(Selected extract):
— Begin —

I'm trying to use MethodBodyReader to parse IL of method with generic parameters and return type and always get a BadImageFormatException. The previous fix may have resolved the issue with InlineType, but definitely not for InlineField and InlineMethod. You can try it out on methods from container classes in the System.Collection.Generic namespace to see the problem.
To fix the issue, I added the Generic Type and Argument parameters to ResolveField, ResolveMethod and ResolveMemember methods so that the Generic context is known for resolving the token. I have also change the member mi type from MethodInfo to MethodBase so that it can cater for constructor as well. We need to differentiate if the MethodBase is MethodInfo or ConstructorInfo. We test the type using "is" operator rather then just using the IsConstructor property as this does not cater for TypeConstructor.

— End —

(Short problem 1):
List every name in the post on parsing IL that begins with "Inline".
(Short problem 2):
Reproduce the post on parsing IL between "I'm trying to" and "see the problem.", inclusive, renaming "MethodBodyReader" to "ILBodyReader".

(Extracted records)
— Begin —

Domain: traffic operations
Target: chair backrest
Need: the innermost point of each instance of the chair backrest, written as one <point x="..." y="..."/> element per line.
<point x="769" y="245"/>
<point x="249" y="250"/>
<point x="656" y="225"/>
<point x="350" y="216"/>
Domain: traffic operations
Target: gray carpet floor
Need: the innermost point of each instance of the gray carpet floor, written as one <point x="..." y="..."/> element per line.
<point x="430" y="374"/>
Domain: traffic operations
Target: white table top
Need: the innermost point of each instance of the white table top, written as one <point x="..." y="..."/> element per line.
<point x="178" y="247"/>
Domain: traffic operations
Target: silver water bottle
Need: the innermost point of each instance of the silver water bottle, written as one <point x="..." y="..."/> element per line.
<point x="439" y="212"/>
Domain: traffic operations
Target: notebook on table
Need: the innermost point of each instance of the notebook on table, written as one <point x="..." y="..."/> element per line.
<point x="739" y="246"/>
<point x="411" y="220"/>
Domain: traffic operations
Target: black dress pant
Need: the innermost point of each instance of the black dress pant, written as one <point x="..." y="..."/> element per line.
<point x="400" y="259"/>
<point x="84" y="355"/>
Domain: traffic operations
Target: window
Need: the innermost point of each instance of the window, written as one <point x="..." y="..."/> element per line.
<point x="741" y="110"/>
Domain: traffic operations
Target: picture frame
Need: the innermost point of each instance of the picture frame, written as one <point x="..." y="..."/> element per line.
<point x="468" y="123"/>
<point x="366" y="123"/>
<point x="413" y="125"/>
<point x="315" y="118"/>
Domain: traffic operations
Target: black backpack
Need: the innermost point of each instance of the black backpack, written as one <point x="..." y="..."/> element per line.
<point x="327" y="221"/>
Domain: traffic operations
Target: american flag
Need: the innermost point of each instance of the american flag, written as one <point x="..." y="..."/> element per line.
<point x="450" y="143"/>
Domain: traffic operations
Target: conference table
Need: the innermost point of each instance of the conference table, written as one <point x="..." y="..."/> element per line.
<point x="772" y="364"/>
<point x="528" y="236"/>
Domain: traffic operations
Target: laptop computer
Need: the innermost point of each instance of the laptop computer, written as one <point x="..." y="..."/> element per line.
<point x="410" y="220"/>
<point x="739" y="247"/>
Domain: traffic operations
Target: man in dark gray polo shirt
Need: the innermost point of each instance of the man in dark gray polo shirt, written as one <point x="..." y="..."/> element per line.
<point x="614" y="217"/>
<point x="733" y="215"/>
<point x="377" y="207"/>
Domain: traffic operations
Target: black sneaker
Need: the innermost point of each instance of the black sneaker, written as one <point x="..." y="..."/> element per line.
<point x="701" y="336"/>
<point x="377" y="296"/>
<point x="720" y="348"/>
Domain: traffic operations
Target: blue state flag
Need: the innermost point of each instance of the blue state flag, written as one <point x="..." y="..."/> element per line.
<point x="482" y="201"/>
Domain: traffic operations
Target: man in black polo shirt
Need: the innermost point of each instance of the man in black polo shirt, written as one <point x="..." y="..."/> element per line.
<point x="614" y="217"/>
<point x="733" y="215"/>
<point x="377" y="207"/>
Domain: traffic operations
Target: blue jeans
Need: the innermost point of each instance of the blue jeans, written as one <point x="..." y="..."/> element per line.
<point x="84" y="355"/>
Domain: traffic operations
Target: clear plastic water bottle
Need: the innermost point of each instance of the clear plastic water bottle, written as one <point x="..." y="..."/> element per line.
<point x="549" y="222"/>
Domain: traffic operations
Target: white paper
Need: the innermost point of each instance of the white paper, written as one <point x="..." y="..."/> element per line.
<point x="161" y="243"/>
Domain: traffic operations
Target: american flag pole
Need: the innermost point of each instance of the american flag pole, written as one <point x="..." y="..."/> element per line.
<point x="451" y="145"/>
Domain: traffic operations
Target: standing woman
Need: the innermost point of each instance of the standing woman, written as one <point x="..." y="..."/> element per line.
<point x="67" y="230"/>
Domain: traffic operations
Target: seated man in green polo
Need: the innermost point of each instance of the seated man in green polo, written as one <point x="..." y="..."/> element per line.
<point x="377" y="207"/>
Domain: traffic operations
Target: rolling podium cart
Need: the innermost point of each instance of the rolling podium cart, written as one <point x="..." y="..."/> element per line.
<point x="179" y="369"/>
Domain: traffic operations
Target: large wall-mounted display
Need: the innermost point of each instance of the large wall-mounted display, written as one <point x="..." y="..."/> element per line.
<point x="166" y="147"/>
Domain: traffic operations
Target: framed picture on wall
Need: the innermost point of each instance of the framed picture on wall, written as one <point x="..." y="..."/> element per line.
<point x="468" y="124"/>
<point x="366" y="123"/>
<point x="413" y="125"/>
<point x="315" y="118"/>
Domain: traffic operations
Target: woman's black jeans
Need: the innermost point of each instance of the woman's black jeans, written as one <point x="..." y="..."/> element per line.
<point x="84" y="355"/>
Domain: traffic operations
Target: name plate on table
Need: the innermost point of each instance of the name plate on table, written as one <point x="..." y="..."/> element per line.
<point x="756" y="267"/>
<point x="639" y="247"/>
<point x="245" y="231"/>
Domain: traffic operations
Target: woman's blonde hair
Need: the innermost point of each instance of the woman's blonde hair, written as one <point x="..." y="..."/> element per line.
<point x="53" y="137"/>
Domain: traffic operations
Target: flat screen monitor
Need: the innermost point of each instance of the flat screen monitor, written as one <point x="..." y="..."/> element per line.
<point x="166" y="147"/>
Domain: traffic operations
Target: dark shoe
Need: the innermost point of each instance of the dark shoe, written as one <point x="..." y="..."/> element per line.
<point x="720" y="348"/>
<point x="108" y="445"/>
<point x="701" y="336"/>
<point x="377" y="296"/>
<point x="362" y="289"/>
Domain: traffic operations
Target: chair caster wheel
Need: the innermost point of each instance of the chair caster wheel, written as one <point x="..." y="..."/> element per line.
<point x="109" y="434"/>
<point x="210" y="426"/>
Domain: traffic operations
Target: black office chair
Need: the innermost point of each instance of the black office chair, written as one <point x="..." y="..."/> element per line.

— End —

(Solution 1):
InlineType, InlineField, InlineMethod

(Solution 2):
I'm trying to use ILBodyReader to parse IL of method with generic parameters and return type and always get a BadImageFormatException. The previous fix may have resolved the issue with InlineType, but definitely not for InlineField and InlineMethod. You can try it out on methods from container classes in the System.Collection.Generic namespace to see the problem.